Exercise directions |
Swap each "Subject" in the lines below for "Object", change nothing else, and leave the pictures out of your copy.

Records for this exercise |
========

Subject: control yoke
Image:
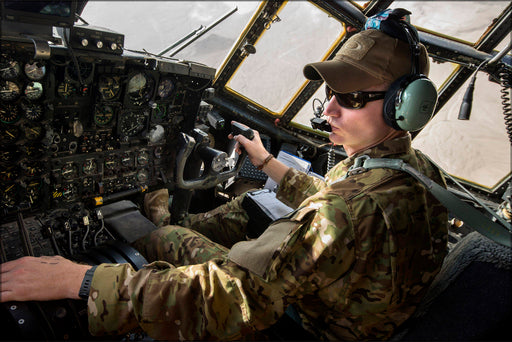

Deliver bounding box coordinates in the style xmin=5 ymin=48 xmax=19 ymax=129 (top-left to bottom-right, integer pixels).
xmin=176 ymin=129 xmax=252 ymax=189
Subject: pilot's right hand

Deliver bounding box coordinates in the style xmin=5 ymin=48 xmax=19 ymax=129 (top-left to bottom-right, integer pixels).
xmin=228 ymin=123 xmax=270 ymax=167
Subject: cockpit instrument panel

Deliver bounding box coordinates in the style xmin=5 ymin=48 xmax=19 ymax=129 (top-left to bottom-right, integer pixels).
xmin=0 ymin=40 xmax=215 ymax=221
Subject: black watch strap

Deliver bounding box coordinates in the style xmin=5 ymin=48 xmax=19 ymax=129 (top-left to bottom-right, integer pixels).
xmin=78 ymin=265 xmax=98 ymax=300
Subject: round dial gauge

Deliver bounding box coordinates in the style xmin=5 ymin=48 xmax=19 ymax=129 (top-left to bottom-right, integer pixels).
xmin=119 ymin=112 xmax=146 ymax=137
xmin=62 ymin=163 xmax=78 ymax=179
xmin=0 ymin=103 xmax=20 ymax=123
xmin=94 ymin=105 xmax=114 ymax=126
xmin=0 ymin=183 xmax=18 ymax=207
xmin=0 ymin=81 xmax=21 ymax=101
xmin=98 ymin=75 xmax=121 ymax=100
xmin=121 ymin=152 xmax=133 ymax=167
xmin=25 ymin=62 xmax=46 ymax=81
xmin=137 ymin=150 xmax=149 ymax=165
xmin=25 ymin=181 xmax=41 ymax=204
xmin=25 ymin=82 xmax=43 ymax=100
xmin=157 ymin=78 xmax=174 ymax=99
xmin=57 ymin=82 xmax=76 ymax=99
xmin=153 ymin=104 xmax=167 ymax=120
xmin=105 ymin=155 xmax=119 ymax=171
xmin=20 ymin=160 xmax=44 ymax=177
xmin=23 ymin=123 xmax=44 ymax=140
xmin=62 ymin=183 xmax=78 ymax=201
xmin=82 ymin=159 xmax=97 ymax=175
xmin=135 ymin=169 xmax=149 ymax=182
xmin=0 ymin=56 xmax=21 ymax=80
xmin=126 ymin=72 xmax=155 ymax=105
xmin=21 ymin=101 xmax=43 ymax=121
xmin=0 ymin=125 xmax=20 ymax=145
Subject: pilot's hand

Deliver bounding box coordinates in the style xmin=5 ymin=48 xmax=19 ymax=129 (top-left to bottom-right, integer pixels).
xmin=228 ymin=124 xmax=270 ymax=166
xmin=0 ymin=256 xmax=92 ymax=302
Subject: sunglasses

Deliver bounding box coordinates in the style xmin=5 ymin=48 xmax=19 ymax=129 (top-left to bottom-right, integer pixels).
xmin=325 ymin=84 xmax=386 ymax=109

========

Task response |
Object: control yoke
Image:

Deliver bounding box coordinates in the style xmin=5 ymin=48 xmax=19 ymax=129 (top-left to bottom-right, integer pixels).
xmin=176 ymin=129 xmax=252 ymax=189
Object: pilot's right hand

Deliver bounding box coordinates in the style xmin=5 ymin=48 xmax=19 ymax=129 (top-left to bottom-right, integer pixels).
xmin=228 ymin=123 xmax=270 ymax=167
Object: cockpit instrument panel

Deliver bounding box coordinates in the style xmin=5 ymin=48 xmax=19 ymax=129 (top-left to bottom-right, integer pixels).
xmin=0 ymin=40 xmax=215 ymax=221
Object: black watch strap

Deliver bounding box coordinates in the style xmin=5 ymin=48 xmax=19 ymax=129 (top-left to bottom-right, integer pixels).
xmin=78 ymin=265 xmax=98 ymax=300
Object: round dial gauge

Deliver bounding box coordinates in the style xmin=5 ymin=48 xmax=19 ymax=129 (top-left to bottom-right, integer pixels).
xmin=119 ymin=112 xmax=146 ymax=137
xmin=62 ymin=163 xmax=78 ymax=179
xmin=0 ymin=103 xmax=20 ymax=123
xmin=94 ymin=105 xmax=114 ymax=126
xmin=0 ymin=183 xmax=18 ymax=207
xmin=0 ymin=81 xmax=21 ymax=101
xmin=98 ymin=75 xmax=121 ymax=100
xmin=121 ymin=152 xmax=133 ymax=167
xmin=25 ymin=62 xmax=46 ymax=81
xmin=137 ymin=150 xmax=149 ymax=165
xmin=25 ymin=181 xmax=41 ymax=204
xmin=25 ymin=82 xmax=43 ymax=100
xmin=157 ymin=78 xmax=174 ymax=99
xmin=57 ymin=82 xmax=76 ymax=99
xmin=153 ymin=104 xmax=167 ymax=120
xmin=105 ymin=155 xmax=119 ymax=171
xmin=20 ymin=160 xmax=44 ymax=177
xmin=23 ymin=123 xmax=44 ymax=140
xmin=62 ymin=183 xmax=78 ymax=201
xmin=82 ymin=159 xmax=97 ymax=175
xmin=135 ymin=169 xmax=149 ymax=182
xmin=0 ymin=56 xmax=21 ymax=80
xmin=126 ymin=72 xmax=155 ymax=105
xmin=21 ymin=101 xmax=43 ymax=121
xmin=0 ymin=125 xmax=20 ymax=145
Object: pilot's hand

Deliver bounding box coordinates in the style xmin=5 ymin=48 xmax=19 ymax=129 (top-left to bottom-right, integer pixels).
xmin=228 ymin=124 xmax=270 ymax=166
xmin=0 ymin=256 xmax=92 ymax=302
Object: sunglasses

Deliver bounding box coordinates in the style xmin=5 ymin=48 xmax=19 ymax=129 (top-left to bottom-right, integer pixels).
xmin=325 ymin=84 xmax=386 ymax=109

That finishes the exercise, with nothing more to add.